--- START Excerpted data ---

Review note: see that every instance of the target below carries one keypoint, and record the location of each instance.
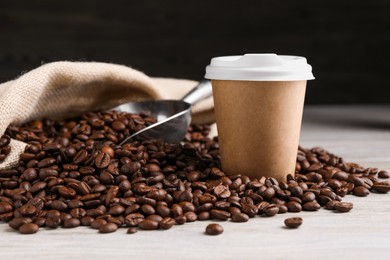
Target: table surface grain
(358, 133)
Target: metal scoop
(173, 116)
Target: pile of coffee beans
(75, 173)
(5, 148)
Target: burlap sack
(65, 89)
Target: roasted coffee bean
(102, 160)
(222, 192)
(5, 207)
(78, 170)
(293, 222)
(384, 174)
(271, 210)
(155, 217)
(40, 221)
(214, 229)
(148, 224)
(180, 220)
(163, 211)
(220, 214)
(86, 221)
(343, 206)
(28, 210)
(167, 223)
(361, 191)
(97, 223)
(132, 220)
(108, 228)
(294, 206)
(311, 206)
(71, 223)
(132, 230)
(147, 209)
(116, 210)
(17, 222)
(28, 228)
(308, 196)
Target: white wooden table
(358, 133)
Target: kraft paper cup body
(259, 124)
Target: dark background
(346, 42)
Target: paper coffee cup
(258, 102)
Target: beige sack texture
(64, 89)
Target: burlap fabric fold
(65, 89)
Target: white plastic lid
(262, 67)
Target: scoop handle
(198, 93)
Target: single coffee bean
(102, 160)
(311, 206)
(163, 211)
(343, 206)
(40, 221)
(71, 223)
(5, 207)
(28, 228)
(384, 174)
(271, 210)
(361, 191)
(118, 126)
(214, 229)
(308, 196)
(239, 217)
(86, 221)
(97, 223)
(148, 224)
(108, 150)
(132, 220)
(108, 228)
(167, 223)
(147, 209)
(116, 210)
(294, 206)
(180, 220)
(53, 222)
(220, 214)
(17, 222)
(293, 222)
(155, 217)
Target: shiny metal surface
(173, 116)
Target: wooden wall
(346, 42)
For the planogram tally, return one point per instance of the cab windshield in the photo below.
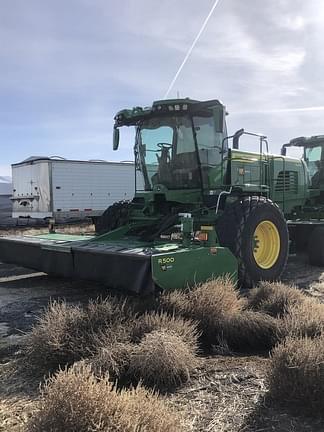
(167, 154)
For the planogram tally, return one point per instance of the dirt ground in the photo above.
(228, 393)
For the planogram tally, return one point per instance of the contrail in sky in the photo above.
(191, 48)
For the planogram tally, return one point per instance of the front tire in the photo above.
(255, 231)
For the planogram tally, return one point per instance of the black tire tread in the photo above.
(230, 230)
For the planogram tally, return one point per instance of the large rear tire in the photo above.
(113, 217)
(255, 231)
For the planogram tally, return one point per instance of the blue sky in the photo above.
(68, 66)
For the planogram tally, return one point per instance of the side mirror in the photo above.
(115, 138)
(237, 137)
(218, 115)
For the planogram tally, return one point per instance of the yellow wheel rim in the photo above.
(266, 244)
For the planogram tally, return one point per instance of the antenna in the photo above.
(191, 49)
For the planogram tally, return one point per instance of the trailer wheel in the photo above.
(113, 217)
(316, 247)
(255, 231)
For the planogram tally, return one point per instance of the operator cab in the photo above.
(313, 156)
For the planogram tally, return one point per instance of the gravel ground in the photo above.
(227, 393)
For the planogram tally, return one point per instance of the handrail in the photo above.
(284, 179)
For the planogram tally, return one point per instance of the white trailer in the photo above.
(68, 189)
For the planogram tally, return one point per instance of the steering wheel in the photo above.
(164, 146)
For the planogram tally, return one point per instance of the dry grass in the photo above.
(66, 333)
(162, 360)
(296, 375)
(112, 359)
(250, 331)
(209, 304)
(74, 400)
(153, 321)
(304, 319)
(274, 298)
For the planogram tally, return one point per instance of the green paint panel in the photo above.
(186, 267)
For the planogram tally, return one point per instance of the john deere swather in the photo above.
(206, 209)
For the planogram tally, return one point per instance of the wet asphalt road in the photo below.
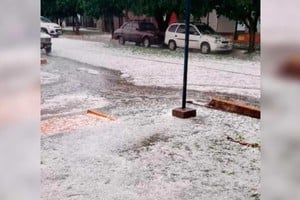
(71, 79)
(146, 154)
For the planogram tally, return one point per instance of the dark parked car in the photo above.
(139, 32)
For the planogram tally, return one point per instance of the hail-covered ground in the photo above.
(144, 153)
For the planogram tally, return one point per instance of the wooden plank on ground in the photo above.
(233, 107)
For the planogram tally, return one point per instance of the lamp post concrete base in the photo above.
(184, 113)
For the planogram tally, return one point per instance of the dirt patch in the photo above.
(145, 144)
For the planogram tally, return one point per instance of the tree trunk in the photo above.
(252, 32)
(112, 25)
(161, 23)
(73, 23)
(235, 35)
(77, 25)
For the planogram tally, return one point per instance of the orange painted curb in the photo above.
(100, 114)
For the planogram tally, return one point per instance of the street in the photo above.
(145, 153)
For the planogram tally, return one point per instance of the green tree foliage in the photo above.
(60, 9)
(104, 9)
(245, 11)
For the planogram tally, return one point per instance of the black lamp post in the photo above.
(184, 112)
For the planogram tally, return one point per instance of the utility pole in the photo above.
(185, 112)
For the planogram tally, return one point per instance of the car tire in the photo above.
(172, 45)
(43, 30)
(205, 48)
(121, 40)
(48, 50)
(146, 42)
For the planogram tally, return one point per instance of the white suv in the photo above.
(50, 28)
(202, 37)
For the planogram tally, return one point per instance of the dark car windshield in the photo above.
(205, 29)
(147, 27)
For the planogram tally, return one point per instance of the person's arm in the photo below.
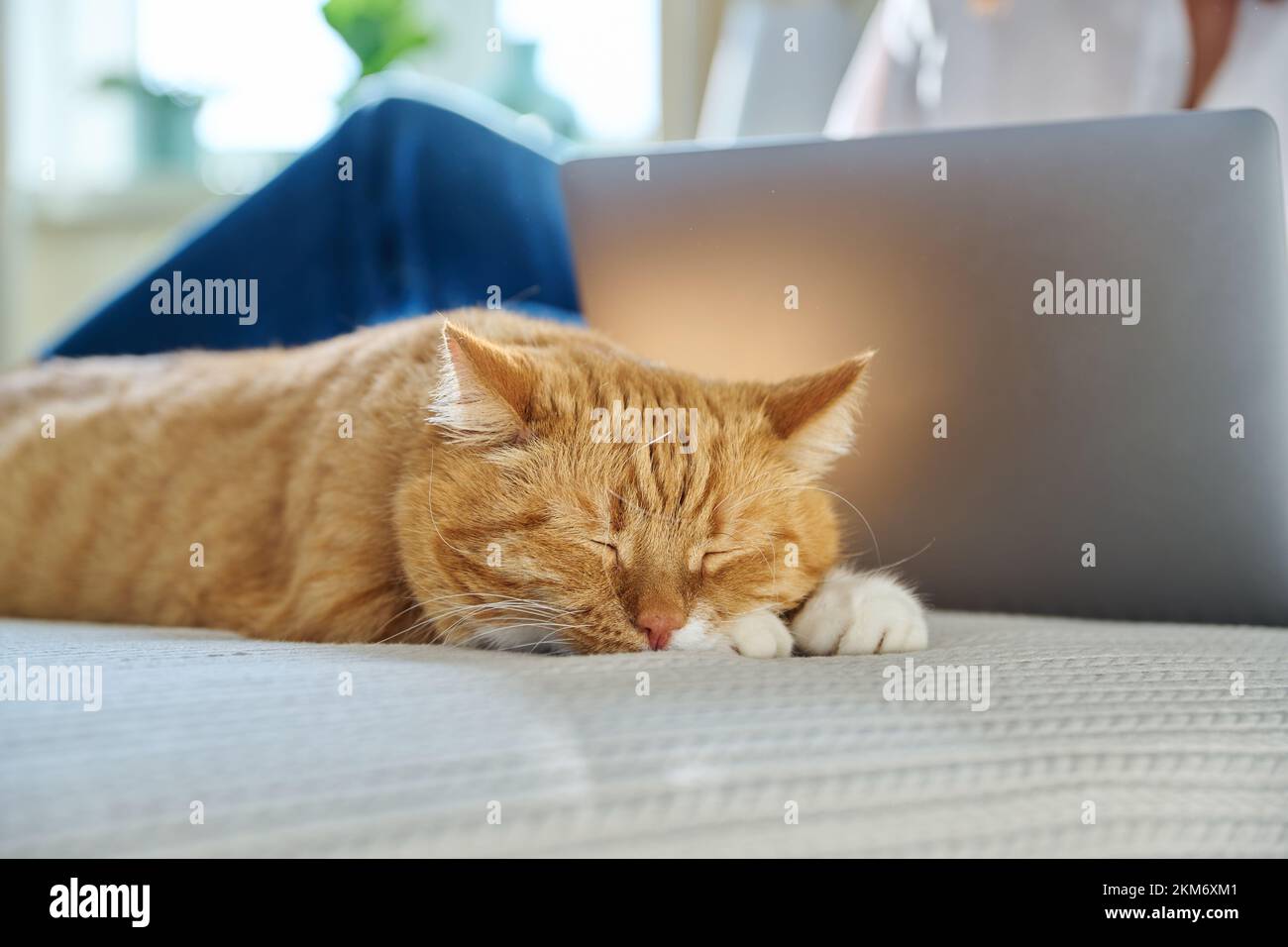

--- END Excerpted data ---

- **Your goal**: Lay out every line above as a Markdown table with the columns Row and Line, numbering each row and skipping blank lines. Leave the pictures out of the table.

- **Result for this exercise**:
| Row | Line |
|---|---|
| 1 | Review note: see that every instance of the target below carries one keypoint, and record the location of each instance. |
| 2 | Target: table surface grain |
| 3 | (358, 133) |
| 4 | Target: metal scoop |
| 5 | (173, 116) |
| 6 | Target: pile of coffee beans |
| 7 | (75, 173) |
| 8 | (5, 148) |
| 9 | Target: burlap sack |
| 10 | (65, 89) |
| 11 | Target: roasted coffee bean |
| 12 | (102, 160) |
| 13 | (222, 192) |
| 14 | (5, 207) |
| 15 | (78, 170) |
| 16 | (293, 222) |
| 17 | (384, 174) |
| 18 | (271, 210) |
| 19 | (155, 217) |
| 20 | (40, 221) |
| 21 | (214, 229) |
| 22 | (148, 224) |
| 23 | (180, 220) |
| 24 | (163, 211) |
| 25 | (220, 214) |
| 26 | (86, 221) |
| 27 | (343, 206) |
| 28 | (28, 210) |
| 29 | (167, 223) |
| 30 | (361, 191) |
| 31 | (97, 223) |
| 32 | (132, 220) |
| 33 | (108, 228) |
| 34 | (294, 206) |
| 35 | (311, 206) |
| 36 | (71, 223) |
| 37 | (132, 230) |
| 38 | (147, 209) |
| 39 | (116, 210) |
| 40 | (17, 222) |
| 41 | (28, 228) |
| 42 | (308, 196) |
| 43 | Target: white wooden table |
| 44 | (358, 133) |
| 45 | Target: kraft paper cup body |
| 46 | (259, 124) |
| 47 | Target: dark background |
| 48 | (346, 42) |
| 49 | Target: paper coffee cup |
| 50 | (258, 102) |
| 51 | Target: beige sack texture |
| 52 | (64, 89) |
| 53 | Target: burlap fabric fold |
| 54 | (65, 89) |
| 55 | Target: white plastic lid |
| 56 | (262, 67) |
| 57 | Target: scoop handle |
| 58 | (198, 93) |
| 59 | Target: single coffee bean |
| 60 | (102, 160) |
| 61 | (311, 206) |
| 62 | (163, 211) |
| 63 | (343, 206) |
| 64 | (40, 221) |
| 65 | (71, 223) |
| 66 | (5, 207) |
| 67 | (28, 228) |
| 68 | (384, 174) |
| 69 | (271, 210) |
| 70 | (361, 191) |
| 71 | (118, 126) |
| 72 | (214, 229) |
| 73 | (308, 196) |
| 74 | (239, 217) |
| 75 | (86, 221) |
| 76 | (97, 223) |
| 77 | (148, 224) |
| 78 | (108, 150) |
| 79 | (132, 220) |
| 80 | (108, 228) |
| 81 | (167, 223) |
| 82 | (147, 209) |
| 83 | (116, 210) |
| 84 | (294, 206) |
| 85 | (180, 220) |
| 86 | (53, 222) |
| 87 | (220, 214) |
| 88 | (17, 222) |
| 89 | (293, 222) |
| 90 | (155, 217) |
| 91 | Target: shiny metal surface |
| 92 | (173, 116) |
| 93 | Target: wooden wall |
| 94 | (346, 42) |
| 95 | For the planogram tally, return one point per instance of the cab windshield in the photo below. |
| 96 | (167, 154) |
| 97 | For the planogram tally, return one point per instance of the dirt ground in the photo above. |
| 98 | (228, 393) |
| 99 | For the planogram tally, return one point per instance of the contrail in sky in the photo above. |
| 100 | (191, 48) |
| 101 | For the planogram tally, return one point per instance of the front tire in the photo above. |
| 102 | (255, 231) |
| 103 | For the planogram tally, return one point per instance of the black tire tread in the photo above. |
| 104 | (230, 230) |
| 105 | For the planogram tally, return one point per instance of the large rear tire in the photo above. |
| 106 | (113, 217) |
| 107 | (255, 231) |
| 108 | For the planogram tally, return one point per instance of the blue sky in the photo above. |
| 109 | (68, 66) |
| 110 | For the planogram tally, return one point per instance of the side mirror in the photo above. |
| 111 | (115, 138) |
| 112 | (237, 137) |
| 113 | (218, 115) |
| 114 | For the planogram tally, return one point per instance of the yellow wheel rim in the photo above. |
| 115 | (266, 244) |
| 116 | For the planogram tally, return one point per instance of the antenna in the photo above. |
| 117 | (191, 49) |
| 118 | For the planogram tally, return one point per instance of the trailer wheel in the photo above. |
| 119 | (113, 217) |
| 120 | (316, 247) |
| 121 | (255, 231) |
| 122 | For the planogram tally, return one point per instance of the operator cab in the photo above. |
| 123 | (313, 156) |
| 124 | For the planogram tally, return one point per instance of the gravel ground in the photo above. |
| 125 | (227, 393) |
| 126 | For the planogram tally, return one point per instance of the handrail in the photo above. |
| 127 | (284, 179) |
| 128 | For the planogram tally, return one point per instance of the white trailer in the photo above. |
| 129 | (68, 189) |
| 130 | For the planogram tally, return one point per instance of the steering wheel in the photo above. |
| 131 | (164, 146) |
| 132 | For the planogram tally, return one point per instance of the dry grass in the photo above. |
| 133 | (66, 333) |
| 134 | (162, 360) |
| 135 | (296, 375) |
| 136 | (112, 359) |
| 137 | (250, 331) |
| 138 | (209, 304) |
| 139 | (74, 400) |
| 140 | (153, 321) |
| 141 | (304, 319) |
| 142 | (274, 298) |
| 143 | For the planogram tally, return one point per instance of the green paint panel in the photo above. |
| 144 | (186, 267) |
| 145 | For the planogram tally, return one point per instance of the john deere swather in the photo above. |
| 146 | (206, 209) |
| 147 | For the planogram tally, return one point per instance of the wet asphalt road in the photo below. |
| 148 | (71, 79) |
| 149 | (146, 154) |
| 150 | For the planogram tally, return one point per instance of the dark parked car in the photo above. |
| 151 | (139, 32) |
| 152 | For the planogram tally, return one point per instance of the hail-covered ground in the photo above. |
| 153 | (144, 153) |
| 154 | For the planogram tally, return one point per instance of the wooden plank on ground in the photo above. |
| 155 | (233, 107) |
| 156 | For the planogram tally, return one point per instance of the lamp post concrete base in the photo above. |
| 157 | (184, 113) |
| 158 | For the planogram tally, return one point per instance of the dirt patch in the photo above. |
| 159 | (145, 144) |
| 160 | For the planogram tally, return one point per instance of the tree trunk in the photo above. |
| 161 | (252, 32) |
| 162 | (112, 25) |
| 163 | (161, 23) |
| 164 | (73, 23) |
| 165 | (235, 35) |
| 166 | (77, 25) |
| 167 | For the planogram tally, return one point per instance of the orange painted curb in the photo above. |
| 168 | (100, 114) |
| 169 | For the planogram tally, return one point per instance of the street in the photo above. |
| 170 | (145, 153) |
| 171 | For the planogram tally, return one point per instance of the green tree foliage in the photo above. |
| 172 | (60, 9) |
| 173 | (104, 9) |
| 174 | (245, 11) |
| 175 | For the planogram tally, return one point per instance of the black lamp post in the photo above. |
| 176 | (184, 112) |
| 177 | For the planogram tally, return one point per instance of the utility pole in the photo above. |
| 178 | (185, 112) |
| 179 | For the planogram tally, return one point per instance of the car tire in the photo above. |
| 180 | (172, 45) |
| 181 | (43, 30) |
| 182 | (205, 48) |
| 183 | (121, 40) |
| 184 | (48, 50) |
| 185 | (146, 42) |
| 186 | For the planogram tally, return one point per instance of the white suv in the photo above. |
| 187 | (50, 28) |
| 188 | (202, 37) |
| 189 | For the planogram tally, return one point per instance of the dark car windshield in the photo above. |
| 190 | (205, 29) |
| 191 | (147, 27) |
| 192 | For the planogram tally, return one point per instance of the person's arm in the photo below. |